§ **TASK STATEMENT**:
Copy out the entire article about getting the brain's attention, word for word and without any changes.

§ **DOCUMENT SEGMENT**:
■ ■ ■ ■ ■
Getting the brain’s attention
New technology helps dissect how it ignores or acts on information
Today, the internet is a sensory free-for-all: Pop-up ads burst into articles every few paragraphs, stealing the screen with lollipop colors and music, shouting product information from unseen corners. The human body is not so different. Every fingernail, elbow, nostril, and eyebrow is constantly vying for the brain’s attention.
“Right now, your little toe is sending signals up to your brain, as is every square inch of your body,” said Adam Cohen, a professor of chemistry and chemical biology, and of physics, “but most of it is not interesting. Your brain has to ignore all that stuff and only pay attention to the very few things that are actually relevant.”
Now, in a paper published in Cell, Cohen and colleagues report new evidence that could help researchers understand how the brain ignores or acts on different information, knowledge that could offer crucial data on how neuronal circuits function and, one day, help researchers understand and treat neurological disease.
■ ■ ■ ■ ■
(Records from a data collection)
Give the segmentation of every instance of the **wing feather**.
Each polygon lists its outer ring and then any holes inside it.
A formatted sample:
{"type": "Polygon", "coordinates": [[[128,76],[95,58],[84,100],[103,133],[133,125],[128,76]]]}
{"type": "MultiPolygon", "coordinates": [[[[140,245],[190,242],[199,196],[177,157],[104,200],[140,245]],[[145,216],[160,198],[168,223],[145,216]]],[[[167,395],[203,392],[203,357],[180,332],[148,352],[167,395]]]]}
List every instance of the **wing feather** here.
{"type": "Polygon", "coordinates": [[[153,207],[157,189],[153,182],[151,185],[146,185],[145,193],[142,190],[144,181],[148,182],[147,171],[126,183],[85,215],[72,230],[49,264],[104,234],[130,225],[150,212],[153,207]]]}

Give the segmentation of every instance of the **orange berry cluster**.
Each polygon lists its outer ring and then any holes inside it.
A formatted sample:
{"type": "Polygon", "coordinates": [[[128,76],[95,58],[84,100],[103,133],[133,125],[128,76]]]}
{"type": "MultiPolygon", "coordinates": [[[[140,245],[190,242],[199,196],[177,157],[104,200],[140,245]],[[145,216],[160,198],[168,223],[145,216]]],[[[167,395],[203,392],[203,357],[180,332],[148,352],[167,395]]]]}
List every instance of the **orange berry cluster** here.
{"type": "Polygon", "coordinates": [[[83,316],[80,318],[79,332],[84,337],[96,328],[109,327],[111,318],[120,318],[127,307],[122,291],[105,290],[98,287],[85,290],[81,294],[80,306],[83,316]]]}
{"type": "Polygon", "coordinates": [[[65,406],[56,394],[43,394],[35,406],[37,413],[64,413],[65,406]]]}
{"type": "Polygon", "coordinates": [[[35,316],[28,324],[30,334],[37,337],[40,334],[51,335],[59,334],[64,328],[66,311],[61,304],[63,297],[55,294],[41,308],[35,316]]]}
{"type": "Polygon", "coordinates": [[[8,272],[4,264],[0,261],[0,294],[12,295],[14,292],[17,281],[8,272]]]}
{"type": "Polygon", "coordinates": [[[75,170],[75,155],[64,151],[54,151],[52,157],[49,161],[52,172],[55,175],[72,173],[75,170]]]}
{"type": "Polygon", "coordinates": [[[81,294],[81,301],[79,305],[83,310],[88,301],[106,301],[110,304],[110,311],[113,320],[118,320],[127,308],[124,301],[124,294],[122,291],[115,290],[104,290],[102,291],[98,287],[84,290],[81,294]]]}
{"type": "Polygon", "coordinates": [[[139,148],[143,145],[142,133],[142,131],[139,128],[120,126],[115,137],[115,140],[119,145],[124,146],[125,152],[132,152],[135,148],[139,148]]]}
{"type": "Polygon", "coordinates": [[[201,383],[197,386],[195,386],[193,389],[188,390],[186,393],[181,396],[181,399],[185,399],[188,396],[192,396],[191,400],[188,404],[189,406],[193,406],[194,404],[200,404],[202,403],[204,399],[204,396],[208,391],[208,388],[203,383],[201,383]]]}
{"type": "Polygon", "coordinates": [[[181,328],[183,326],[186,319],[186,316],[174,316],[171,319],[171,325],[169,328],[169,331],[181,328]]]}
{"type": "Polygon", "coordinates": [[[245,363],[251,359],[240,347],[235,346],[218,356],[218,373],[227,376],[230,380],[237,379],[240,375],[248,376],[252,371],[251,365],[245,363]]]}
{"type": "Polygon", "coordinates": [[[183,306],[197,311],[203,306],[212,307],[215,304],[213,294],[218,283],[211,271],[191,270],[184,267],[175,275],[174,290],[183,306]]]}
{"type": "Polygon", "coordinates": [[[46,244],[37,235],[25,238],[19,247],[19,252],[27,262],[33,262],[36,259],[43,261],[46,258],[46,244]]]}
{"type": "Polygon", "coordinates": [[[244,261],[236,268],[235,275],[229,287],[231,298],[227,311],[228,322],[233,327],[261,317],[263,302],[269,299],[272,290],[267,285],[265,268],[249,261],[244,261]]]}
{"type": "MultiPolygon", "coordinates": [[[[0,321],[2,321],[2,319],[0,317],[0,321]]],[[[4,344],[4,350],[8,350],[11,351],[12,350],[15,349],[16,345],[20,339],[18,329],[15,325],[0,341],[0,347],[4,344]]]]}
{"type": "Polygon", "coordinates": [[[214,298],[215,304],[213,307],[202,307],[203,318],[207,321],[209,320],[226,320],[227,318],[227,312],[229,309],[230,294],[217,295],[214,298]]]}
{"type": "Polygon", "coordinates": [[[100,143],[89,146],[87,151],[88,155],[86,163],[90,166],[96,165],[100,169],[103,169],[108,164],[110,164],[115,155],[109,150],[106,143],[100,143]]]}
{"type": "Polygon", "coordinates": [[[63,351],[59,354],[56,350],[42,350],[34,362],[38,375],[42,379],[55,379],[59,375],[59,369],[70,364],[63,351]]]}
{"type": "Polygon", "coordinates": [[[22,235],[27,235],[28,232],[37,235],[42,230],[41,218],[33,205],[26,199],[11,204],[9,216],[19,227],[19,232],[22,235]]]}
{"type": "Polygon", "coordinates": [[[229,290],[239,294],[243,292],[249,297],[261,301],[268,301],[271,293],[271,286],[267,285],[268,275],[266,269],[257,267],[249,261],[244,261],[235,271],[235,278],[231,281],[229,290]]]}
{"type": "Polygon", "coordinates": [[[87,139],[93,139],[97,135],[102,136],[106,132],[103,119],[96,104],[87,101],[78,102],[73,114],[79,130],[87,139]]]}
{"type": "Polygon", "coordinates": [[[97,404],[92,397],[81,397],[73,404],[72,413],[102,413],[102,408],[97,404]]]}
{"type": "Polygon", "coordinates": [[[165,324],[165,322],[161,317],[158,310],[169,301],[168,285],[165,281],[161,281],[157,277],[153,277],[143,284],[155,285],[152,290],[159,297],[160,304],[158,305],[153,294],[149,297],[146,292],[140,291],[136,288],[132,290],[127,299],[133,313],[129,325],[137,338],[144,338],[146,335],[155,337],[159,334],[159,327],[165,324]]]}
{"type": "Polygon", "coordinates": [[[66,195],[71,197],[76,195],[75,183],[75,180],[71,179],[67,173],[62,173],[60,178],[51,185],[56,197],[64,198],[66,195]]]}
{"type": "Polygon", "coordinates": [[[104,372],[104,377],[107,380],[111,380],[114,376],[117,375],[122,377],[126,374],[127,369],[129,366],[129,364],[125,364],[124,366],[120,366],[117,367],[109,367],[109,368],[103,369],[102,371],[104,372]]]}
■ ■ ■ ■ ■
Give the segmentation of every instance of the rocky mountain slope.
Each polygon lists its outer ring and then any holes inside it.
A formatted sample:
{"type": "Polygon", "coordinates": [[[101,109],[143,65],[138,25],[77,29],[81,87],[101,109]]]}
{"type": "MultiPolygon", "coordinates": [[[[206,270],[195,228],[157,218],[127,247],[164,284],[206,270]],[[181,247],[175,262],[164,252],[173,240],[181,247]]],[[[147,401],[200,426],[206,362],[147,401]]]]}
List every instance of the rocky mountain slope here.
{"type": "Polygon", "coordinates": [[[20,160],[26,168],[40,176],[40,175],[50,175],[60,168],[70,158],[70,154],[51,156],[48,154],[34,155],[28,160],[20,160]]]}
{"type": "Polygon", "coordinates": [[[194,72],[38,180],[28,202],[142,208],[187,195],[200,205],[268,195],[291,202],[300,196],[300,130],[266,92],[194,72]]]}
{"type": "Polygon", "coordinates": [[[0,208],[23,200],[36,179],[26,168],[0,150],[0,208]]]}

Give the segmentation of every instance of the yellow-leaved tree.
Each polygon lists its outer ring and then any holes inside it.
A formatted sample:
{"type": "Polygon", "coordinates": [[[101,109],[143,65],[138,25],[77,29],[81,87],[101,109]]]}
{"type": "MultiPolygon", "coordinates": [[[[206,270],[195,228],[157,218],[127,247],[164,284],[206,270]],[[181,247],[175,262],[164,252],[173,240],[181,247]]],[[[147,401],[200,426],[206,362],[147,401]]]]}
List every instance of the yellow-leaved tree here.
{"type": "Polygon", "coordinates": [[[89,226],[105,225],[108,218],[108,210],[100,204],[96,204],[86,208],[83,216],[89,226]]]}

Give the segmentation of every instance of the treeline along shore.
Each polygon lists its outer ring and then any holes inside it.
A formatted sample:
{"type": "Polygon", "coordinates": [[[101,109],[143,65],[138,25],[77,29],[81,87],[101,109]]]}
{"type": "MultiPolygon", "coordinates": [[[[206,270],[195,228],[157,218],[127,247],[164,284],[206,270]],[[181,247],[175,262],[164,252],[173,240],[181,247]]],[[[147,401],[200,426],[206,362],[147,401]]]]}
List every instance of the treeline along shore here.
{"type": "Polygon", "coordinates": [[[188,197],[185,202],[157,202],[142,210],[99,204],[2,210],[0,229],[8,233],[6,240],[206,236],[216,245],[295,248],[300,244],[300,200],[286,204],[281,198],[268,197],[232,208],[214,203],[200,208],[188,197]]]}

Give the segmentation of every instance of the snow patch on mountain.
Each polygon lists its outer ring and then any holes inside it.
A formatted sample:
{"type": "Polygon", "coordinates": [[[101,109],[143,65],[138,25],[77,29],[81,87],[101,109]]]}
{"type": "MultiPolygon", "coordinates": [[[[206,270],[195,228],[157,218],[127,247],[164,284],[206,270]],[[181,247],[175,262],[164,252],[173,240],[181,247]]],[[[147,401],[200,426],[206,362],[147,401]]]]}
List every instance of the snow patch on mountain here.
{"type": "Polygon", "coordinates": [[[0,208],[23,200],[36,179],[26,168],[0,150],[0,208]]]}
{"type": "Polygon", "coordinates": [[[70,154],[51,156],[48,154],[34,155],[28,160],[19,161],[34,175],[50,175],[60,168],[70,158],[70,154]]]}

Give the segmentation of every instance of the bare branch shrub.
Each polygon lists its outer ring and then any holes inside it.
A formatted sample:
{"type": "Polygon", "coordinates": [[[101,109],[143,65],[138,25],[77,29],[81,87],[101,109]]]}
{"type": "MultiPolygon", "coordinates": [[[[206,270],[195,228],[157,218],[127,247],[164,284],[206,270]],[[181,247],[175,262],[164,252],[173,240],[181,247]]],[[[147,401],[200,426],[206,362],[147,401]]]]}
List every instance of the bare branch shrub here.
■ ■ ■ ■ ■
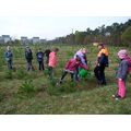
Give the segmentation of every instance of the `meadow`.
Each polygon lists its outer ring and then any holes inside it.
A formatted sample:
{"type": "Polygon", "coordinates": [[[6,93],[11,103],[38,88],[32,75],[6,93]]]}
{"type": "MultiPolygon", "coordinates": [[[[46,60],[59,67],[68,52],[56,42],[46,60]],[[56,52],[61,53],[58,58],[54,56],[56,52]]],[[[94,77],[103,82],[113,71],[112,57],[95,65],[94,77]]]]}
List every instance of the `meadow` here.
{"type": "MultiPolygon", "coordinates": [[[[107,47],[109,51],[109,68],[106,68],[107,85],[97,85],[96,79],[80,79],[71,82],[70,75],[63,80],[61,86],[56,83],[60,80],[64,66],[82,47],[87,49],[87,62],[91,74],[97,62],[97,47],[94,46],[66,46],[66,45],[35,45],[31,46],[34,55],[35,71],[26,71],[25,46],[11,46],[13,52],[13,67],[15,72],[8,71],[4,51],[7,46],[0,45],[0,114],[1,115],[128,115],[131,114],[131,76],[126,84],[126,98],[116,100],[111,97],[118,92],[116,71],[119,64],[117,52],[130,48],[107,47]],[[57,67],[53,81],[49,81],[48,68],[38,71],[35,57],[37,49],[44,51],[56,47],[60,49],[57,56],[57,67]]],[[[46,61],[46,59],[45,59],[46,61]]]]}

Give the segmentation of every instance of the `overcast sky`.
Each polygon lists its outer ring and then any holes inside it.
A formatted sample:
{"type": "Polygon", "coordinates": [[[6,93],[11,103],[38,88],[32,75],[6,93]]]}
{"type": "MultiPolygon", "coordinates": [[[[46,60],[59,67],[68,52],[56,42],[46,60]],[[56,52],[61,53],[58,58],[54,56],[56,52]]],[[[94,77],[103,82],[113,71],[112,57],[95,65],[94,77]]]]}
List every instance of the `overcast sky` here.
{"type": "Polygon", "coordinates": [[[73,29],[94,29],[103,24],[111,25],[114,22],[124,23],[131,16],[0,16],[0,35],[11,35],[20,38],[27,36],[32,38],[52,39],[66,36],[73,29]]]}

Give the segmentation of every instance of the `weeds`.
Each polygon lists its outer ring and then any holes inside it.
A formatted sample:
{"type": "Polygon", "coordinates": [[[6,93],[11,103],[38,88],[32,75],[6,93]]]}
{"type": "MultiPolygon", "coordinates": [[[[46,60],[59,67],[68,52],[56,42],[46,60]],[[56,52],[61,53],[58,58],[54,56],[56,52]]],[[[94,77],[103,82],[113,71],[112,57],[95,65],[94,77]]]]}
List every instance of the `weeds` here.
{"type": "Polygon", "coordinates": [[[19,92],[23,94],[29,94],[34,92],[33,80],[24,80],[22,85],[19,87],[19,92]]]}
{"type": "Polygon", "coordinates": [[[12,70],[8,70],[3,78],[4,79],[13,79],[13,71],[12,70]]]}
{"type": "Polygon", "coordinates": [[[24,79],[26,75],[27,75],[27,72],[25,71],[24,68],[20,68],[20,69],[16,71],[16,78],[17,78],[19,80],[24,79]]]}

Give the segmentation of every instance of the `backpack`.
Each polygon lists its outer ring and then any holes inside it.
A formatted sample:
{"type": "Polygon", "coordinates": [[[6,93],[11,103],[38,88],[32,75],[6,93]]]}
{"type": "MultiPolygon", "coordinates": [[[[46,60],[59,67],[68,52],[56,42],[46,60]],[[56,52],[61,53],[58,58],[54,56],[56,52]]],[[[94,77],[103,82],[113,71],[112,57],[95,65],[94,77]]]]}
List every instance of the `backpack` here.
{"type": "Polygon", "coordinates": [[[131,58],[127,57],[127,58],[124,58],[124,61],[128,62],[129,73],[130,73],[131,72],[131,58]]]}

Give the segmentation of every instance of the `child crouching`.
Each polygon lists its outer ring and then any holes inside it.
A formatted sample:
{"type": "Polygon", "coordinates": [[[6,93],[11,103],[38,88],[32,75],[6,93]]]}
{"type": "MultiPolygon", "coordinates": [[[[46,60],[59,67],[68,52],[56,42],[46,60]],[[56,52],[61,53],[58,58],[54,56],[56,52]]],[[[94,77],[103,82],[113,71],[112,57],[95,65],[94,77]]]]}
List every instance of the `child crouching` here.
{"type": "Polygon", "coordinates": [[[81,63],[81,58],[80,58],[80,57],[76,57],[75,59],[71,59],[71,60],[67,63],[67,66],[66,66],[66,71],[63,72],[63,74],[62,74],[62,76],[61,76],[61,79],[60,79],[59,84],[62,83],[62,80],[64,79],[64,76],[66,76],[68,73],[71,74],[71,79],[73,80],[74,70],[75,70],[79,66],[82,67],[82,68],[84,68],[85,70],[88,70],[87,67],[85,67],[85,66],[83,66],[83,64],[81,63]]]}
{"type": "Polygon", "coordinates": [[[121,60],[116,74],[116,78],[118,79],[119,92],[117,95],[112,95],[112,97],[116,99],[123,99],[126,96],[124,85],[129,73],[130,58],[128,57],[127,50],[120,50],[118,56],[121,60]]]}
■ ■ ■ ■ ■
§ **EXERCISE RESPONSE**:
Getting the brain’s attention
New technology helps dissect how it ignores or acts on information
Today, the internet is a sensory free-for-all: Pop-up ads burst into articles every few paragraphs, stealing the screen with lollipop colors and music, shouting product information from unseen corners. The human body is not so different. Every fingernail, elbow, nostril, and eyebrow is constantly vying for the brain’s attention.
“Right now, your little toe is sending signals up to your brain, as is every square inch of your body,” said Adam Cohen, a professor of chemistry and chemical biology, and of physics, “but most of it is not interesting. Your brain has to ignore all that stuff and only pay attention to the very few things that are actually relevant.”
Now, in a paper published in Cell, Cohen and colleagues report new evidence that could help researchers understand how the brain ignores or acts on different information, knowledge that could offer crucial data on how neuronal circuits function and, one day, help researchers understand and treat neurological disease.